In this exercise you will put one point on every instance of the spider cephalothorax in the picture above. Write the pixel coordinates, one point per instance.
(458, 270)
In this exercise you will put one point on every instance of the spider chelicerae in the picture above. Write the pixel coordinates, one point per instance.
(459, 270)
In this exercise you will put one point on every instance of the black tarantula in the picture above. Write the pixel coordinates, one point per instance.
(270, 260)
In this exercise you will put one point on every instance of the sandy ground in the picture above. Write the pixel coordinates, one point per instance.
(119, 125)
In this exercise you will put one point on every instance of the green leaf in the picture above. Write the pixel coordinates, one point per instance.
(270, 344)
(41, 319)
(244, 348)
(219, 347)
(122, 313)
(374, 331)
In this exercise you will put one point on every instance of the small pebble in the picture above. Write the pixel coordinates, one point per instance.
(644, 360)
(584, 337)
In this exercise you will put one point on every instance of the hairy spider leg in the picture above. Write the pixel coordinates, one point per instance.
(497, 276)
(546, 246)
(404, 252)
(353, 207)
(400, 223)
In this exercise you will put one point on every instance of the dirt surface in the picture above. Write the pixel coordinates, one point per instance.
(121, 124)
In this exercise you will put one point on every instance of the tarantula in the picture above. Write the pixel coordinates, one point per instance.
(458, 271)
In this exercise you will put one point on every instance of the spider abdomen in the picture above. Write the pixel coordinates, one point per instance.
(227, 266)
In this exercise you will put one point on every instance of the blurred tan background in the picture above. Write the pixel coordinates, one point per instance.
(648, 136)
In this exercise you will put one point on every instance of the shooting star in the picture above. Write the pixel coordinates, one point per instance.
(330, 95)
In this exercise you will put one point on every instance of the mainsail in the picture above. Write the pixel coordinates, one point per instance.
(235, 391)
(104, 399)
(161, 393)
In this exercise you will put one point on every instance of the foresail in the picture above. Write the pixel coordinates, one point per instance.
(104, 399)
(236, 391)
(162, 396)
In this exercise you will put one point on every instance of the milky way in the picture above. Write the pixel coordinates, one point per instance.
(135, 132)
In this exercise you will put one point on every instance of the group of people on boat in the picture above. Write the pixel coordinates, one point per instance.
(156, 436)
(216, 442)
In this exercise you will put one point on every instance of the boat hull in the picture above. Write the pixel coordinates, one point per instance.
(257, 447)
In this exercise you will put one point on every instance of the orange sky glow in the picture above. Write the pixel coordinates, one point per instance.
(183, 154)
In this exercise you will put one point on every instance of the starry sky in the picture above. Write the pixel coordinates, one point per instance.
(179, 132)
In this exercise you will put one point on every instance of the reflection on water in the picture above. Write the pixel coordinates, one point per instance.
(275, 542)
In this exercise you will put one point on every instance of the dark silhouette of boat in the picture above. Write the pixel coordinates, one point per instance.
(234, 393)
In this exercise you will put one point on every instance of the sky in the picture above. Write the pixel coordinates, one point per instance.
-=-=-
PROBLEM DESCRIPTION> Rename "pixel coordinates" to "image coordinates" everywhere in the material above, and write the material out again with nothing else changed.

RESULT OF THIS TASK>
In this exercise you will put one point on every instance of the spider cephalothorax in the picture above. Write the image coordinates, one point per instance.
(458, 270)
In this exercise you will put one point on every instance of the spider chelicerae in the picture above. Write the image coordinates, one point per instance.
(459, 270)
In this exercise you will put one point on every instance of the black tarantula in the picture above. Write the image coordinates, one point per instance.
(270, 260)
In this exercise you will put one point on every instance of the sandy ground in the picture above. Write the image coordinates, one point per instance.
(119, 125)
In this exercise you will put one point on every instance of the green leaf in the picture above. Write the image coordinates, one point per instance.
(270, 344)
(41, 319)
(244, 348)
(219, 347)
(122, 313)
(374, 331)
In this exercise you will put one point on every instance of the small pebble in the picture above. Write the image coordinates, one point per instance.
(644, 360)
(584, 337)
In this exercise you will put one point on every instance of the hairy spider leg in the picture above. Write the image coordinates, one point per instance.
(497, 276)
(546, 246)
(404, 252)
(353, 207)
(400, 223)
In this exercise you will put one point on every instance of the dirt surface in the picture above. Write the image coordinates, one point per instance.
(121, 124)
In this exercise you will put one point on every instance of the tarantula in the picture above. Write the image coordinates, one point per instance.
(458, 271)
In this exercise you will put one point on every instance of the spider abdomen in the picture above. Write the image coordinates, one point per instance.
(227, 266)
In this exercise you will put one point on every instance of the blurred tan background in the picture above. Write the image coordinates, one point per instance.
(648, 136)
In this exercise you will put one point on every instance of the shooting star in the picture above. Write the image coordinates, one point per instance.
(330, 95)
In this exercise you will put one point on every instance of the mainsail in the picture above. Write the image coordinates, one point per instance.
(235, 391)
(104, 399)
(161, 393)
In this exercise you will put one point on every instance of the foresail in the picture above. Write the image coordinates, one point per instance.
(104, 399)
(236, 391)
(162, 396)
In this exercise you will put one point on every instance of the milky way in the picture above. Write the image coordinates, one point per instance.
(135, 132)
In this exercise you will put one point on every instance of the group of people on boat in the picture above. Write the image coordinates, one point per instance.
(156, 436)
(216, 442)
In this exercise you will put one point on every instance of the boat hull in the picture above. Write the image coordinates, one point per instance.
(257, 447)
In this exercise you will put one point on every instance of the orange sky glow in the picture above. Write the image coordinates, one point per instance.
(183, 154)
In this exercise you will put one point on every instance of the starry sky in the picture above. Write the image coordinates, one point per instance.
(179, 132)
In this exercise you will put one point on every instance of the reflection on water in the picture above. Write the image coordinates, one point per instance.
(275, 542)
In this exercise you will put one point on every instance of the dark silhouette of boat in the picture above. Write the image coordinates, one point per instance.
(234, 393)
In this exercise you will put one point on every instance of the sky in the picture above. Write the image coordinates, one point per instance.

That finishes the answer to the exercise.